» **GOAL OF THE EXERCISE**: Rewrite everything from the start of the material down to the line containing "column 1186, row 561", changing "marker" to "pin" and keeping everything else the same. Omit the pictures from your answer.

[Data extracted from a collection]
**********
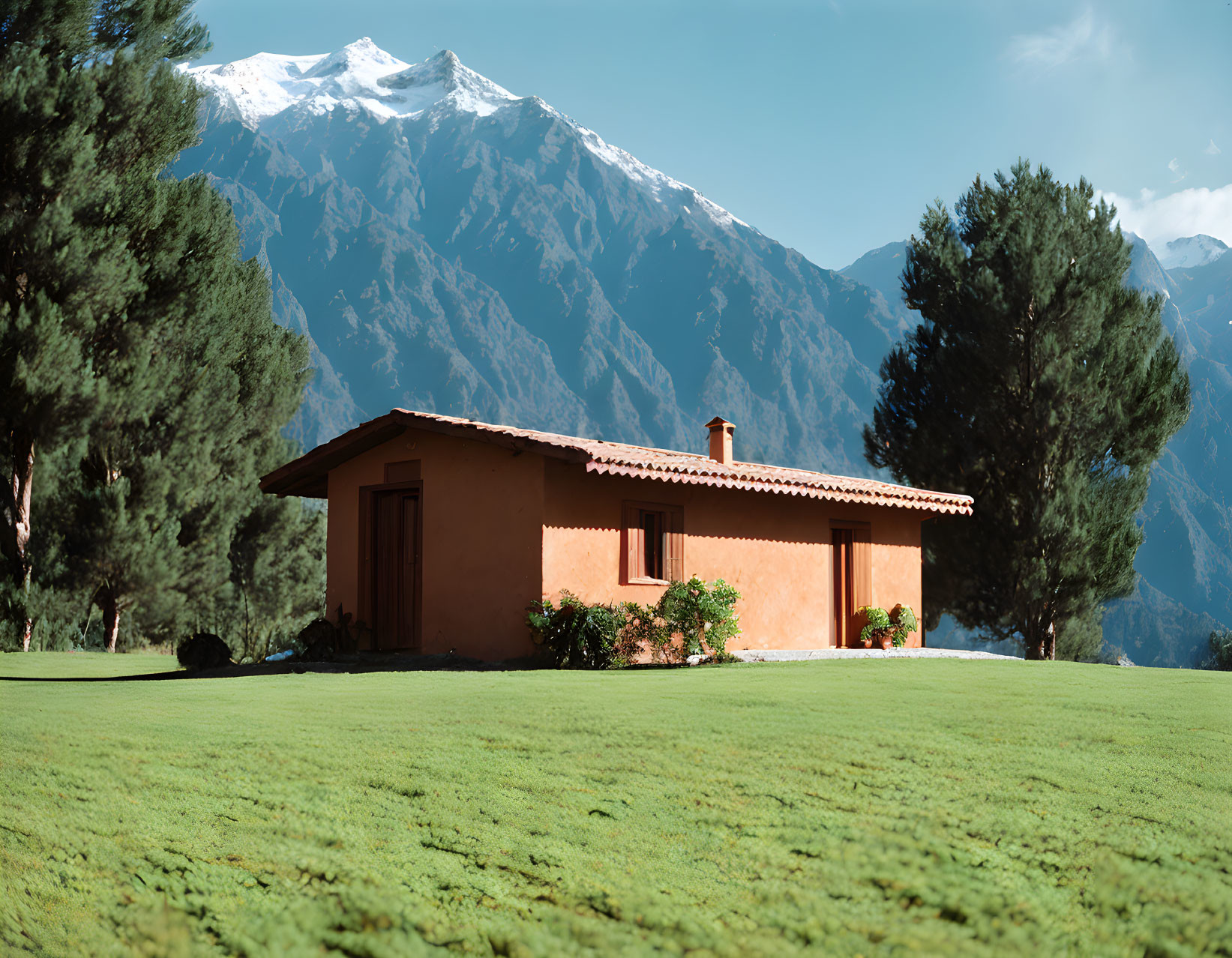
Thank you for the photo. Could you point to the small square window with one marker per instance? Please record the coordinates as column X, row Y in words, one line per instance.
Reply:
column 653, row 543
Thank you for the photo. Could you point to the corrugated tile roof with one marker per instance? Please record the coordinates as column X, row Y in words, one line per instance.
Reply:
column 619, row 458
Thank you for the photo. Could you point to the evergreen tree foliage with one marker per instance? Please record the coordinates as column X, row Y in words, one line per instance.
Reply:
column 1040, row 385
column 137, row 350
column 277, row 570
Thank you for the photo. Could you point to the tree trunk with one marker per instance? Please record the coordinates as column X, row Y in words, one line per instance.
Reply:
column 15, row 536
column 110, row 620
column 1042, row 644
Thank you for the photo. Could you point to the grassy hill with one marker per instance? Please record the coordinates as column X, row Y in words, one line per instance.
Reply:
column 854, row 807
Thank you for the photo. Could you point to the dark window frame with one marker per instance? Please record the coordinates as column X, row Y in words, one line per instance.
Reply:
column 664, row 553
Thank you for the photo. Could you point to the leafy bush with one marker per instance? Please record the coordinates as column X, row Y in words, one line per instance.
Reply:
column 880, row 622
column 703, row 615
column 1222, row 651
column 573, row 634
column 690, row 618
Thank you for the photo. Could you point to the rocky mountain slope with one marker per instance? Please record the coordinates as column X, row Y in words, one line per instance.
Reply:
column 452, row 247
column 1186, row 561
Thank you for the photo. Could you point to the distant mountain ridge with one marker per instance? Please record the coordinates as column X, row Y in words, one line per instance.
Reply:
column 448, row 245
column 451, row 247
column 1189, row 251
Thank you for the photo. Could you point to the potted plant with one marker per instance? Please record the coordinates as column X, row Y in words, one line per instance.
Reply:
column 887, row 630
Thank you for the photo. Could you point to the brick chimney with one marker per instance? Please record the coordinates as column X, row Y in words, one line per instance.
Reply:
column 721, row 440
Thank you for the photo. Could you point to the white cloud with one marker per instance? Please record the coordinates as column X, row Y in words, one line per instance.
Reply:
column 1081, row 38
column 1183, row 214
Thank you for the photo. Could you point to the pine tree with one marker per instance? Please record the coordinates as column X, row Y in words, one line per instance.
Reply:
column 141, row 349
column 208, row 382
column 1038, row 385
column 277, row 572
column 91, row 110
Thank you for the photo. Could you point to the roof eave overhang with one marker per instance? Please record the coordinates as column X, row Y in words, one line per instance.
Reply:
column 939, row 503
column 308, row 475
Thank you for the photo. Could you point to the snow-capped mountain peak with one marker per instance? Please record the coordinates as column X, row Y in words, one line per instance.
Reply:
column 1190, row 251
column 358, row 76
column 262, row 89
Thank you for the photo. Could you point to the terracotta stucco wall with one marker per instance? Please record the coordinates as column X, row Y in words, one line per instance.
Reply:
column 774, row 548
column 482, row 513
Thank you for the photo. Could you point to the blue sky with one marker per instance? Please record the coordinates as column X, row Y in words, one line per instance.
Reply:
column 831, row 126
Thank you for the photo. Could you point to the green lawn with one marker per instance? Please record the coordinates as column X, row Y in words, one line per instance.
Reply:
column 847, row 807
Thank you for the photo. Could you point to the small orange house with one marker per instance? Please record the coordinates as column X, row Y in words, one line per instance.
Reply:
column 442, row 530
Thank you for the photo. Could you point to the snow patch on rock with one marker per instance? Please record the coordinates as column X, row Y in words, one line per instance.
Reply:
column 361, row 76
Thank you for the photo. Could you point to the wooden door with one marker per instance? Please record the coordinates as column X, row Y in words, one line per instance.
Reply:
column 396, row 569
column 853, row 582
column 844, row 586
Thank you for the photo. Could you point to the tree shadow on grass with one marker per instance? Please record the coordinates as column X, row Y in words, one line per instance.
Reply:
column 352, row 664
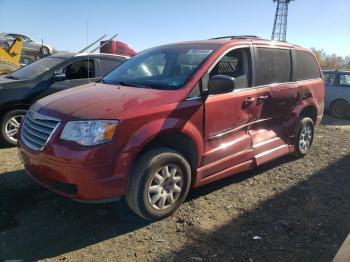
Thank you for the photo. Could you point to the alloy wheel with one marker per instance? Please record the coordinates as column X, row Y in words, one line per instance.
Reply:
**********
» **EXERCISE SOLUTION**:
Thank you for the photo. Could you point to the small square window with one pin per instance? Please record the coordinates as column X, row Y in words, one line per instance.
Reply:
column 653, row 543
Thank you for the photo. Could you point to the corrugated tile roof with one pin per instance? Please record the coordinates as column X, row Y in words, one line per instance.
Reply:
column 619, row 458
Thank you for the photo. Could you point to the evergreen tree foliage with one pin per instance? Please record the coordinates as column X, row Y in words, one line per instance.
Reply:
column 1040, row 385
column 137, row 350
column 277, row 570
Thank you for the photo. Could you point to the tree trunk with one pin per instance? Please record the coordinates as column X, row Y in words, one line per instance.
Reply:
column 15, row 536
column 110, row 620
column 1042, row 644
Thank you for the photo. Could you point to the grassy hill with one pin per instance? Please record the coordinates as column X, row Y in words, one line per instance.
Reply:
column 854, row 807
Thank you for the photo. Could you point to the dark window frame with one pin per instance? Please record the coordinates as column X, row Y in words, one line per instance.
Reply:
column 664, row 553
Thank you for the photo. Could you point to the leafy bush with one pin per instance? Please record the coordinates as column X, row Y in words, one line per instance.
Reply:
column 880, row 622
column 703, row 615
column 1222, row 651
column 573, row 634
column 690, row 618
Thank you for the photo. Could you point to the rocky mountain slope with one pin per instance? Please record the coordinates as column X, row Y in words, one line per instance.
Reply:
column 452, row 247
column 1186, row 561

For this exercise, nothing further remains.